__Task details__.
Pull every line containing the word "vape" out of the material below.

=== Supplied entries ===

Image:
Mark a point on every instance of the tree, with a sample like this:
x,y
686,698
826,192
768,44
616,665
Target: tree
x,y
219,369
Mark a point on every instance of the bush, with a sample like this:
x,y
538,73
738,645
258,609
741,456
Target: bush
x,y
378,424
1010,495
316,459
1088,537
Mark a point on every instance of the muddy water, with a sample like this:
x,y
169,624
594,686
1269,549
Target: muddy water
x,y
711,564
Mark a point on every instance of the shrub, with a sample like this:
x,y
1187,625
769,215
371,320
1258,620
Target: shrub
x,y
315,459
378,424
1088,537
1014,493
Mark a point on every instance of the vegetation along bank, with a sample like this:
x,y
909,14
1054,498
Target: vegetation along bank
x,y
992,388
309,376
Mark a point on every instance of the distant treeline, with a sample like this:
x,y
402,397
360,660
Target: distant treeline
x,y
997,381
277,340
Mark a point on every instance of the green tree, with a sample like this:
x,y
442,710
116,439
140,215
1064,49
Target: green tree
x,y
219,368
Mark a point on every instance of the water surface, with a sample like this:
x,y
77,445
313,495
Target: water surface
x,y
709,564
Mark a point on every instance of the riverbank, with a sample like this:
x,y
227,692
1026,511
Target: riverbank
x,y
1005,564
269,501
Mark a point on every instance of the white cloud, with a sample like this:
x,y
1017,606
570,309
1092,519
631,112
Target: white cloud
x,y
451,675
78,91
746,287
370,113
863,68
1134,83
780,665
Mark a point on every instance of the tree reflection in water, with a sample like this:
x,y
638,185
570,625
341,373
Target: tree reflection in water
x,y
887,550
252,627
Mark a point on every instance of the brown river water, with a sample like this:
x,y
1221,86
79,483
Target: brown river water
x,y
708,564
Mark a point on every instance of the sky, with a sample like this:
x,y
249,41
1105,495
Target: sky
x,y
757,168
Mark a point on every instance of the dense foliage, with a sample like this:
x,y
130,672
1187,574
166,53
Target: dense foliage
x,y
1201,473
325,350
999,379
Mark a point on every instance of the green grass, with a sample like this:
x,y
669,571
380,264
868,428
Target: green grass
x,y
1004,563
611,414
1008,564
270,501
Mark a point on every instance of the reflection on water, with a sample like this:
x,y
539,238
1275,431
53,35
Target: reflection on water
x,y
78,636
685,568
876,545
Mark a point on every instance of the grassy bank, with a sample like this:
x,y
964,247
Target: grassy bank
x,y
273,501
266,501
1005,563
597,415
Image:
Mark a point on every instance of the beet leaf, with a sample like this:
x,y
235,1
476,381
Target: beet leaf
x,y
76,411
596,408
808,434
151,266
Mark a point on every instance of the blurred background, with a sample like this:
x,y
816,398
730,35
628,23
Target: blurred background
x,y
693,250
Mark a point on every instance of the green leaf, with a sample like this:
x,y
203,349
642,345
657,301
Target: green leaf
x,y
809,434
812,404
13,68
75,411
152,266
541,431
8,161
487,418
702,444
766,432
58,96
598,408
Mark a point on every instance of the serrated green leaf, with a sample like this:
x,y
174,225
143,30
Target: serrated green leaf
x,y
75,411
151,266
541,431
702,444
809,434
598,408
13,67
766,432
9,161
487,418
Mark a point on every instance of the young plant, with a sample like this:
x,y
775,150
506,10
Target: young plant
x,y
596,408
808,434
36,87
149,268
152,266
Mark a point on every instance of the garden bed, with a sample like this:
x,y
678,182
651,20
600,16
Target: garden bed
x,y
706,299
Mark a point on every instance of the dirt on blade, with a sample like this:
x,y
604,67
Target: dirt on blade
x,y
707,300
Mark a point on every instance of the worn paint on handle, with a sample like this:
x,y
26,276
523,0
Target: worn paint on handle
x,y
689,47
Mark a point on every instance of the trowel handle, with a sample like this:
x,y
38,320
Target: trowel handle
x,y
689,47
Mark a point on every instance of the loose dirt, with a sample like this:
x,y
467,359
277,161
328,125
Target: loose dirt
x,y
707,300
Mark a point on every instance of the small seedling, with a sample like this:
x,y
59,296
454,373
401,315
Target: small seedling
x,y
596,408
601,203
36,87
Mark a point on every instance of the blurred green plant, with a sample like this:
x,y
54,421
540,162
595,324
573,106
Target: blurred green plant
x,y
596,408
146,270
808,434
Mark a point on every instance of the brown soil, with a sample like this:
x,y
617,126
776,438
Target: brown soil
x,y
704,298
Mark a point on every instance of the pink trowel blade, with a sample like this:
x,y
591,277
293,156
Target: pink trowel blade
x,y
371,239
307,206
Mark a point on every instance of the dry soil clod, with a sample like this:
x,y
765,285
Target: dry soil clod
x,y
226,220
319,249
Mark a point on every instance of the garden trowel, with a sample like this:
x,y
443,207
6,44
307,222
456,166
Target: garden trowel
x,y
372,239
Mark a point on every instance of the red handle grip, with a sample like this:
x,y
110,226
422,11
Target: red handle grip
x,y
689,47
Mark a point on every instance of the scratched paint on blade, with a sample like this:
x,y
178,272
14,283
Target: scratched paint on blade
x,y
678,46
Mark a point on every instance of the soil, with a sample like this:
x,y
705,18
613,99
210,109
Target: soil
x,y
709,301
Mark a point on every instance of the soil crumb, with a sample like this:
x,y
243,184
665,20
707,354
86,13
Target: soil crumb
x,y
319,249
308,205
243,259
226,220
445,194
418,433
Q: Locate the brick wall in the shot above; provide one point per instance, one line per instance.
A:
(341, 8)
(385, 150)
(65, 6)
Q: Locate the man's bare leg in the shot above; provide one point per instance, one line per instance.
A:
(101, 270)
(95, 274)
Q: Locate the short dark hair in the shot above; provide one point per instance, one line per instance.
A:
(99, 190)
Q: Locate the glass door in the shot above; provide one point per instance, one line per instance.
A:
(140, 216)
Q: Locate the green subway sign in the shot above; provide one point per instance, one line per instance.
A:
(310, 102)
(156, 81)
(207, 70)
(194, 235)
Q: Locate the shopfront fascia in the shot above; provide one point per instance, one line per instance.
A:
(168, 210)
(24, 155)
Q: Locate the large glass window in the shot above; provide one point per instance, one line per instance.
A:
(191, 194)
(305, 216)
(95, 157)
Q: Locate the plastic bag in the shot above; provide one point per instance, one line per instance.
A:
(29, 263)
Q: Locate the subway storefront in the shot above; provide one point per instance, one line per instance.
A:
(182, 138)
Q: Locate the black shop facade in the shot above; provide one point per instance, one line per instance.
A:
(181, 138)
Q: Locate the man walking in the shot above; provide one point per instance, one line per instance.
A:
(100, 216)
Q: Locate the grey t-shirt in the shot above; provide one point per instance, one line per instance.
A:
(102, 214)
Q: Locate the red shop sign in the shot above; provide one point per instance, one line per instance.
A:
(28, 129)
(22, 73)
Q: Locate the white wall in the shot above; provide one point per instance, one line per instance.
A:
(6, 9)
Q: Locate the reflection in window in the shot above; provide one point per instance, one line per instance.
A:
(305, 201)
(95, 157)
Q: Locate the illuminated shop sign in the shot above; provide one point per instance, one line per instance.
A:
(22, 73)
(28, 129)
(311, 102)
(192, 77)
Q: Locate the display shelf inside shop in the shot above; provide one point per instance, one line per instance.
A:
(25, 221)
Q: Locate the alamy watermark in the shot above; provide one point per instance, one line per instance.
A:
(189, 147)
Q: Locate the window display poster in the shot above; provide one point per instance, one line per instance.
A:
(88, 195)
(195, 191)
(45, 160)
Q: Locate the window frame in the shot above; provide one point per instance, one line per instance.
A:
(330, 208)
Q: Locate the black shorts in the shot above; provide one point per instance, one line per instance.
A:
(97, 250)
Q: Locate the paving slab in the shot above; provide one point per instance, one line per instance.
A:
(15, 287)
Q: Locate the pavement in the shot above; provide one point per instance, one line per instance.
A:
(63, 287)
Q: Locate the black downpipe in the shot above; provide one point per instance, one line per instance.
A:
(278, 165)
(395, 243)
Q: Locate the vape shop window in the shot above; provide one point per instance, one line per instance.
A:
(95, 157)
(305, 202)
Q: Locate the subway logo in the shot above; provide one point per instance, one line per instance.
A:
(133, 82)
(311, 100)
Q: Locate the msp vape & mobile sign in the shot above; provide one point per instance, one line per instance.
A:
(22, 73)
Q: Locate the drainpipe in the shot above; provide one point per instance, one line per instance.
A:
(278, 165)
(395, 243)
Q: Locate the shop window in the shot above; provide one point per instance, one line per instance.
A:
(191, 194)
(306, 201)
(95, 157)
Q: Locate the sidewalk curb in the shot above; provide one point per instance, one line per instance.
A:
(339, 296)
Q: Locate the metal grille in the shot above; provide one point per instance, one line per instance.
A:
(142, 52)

===

__Exercise result__.
Q: Locate the vape shop window in the shot above; provide one point per instance, one line per instance.
Q: Locate the msp vape & mobile sign in the shot above; provide one point per instance, one line per instance.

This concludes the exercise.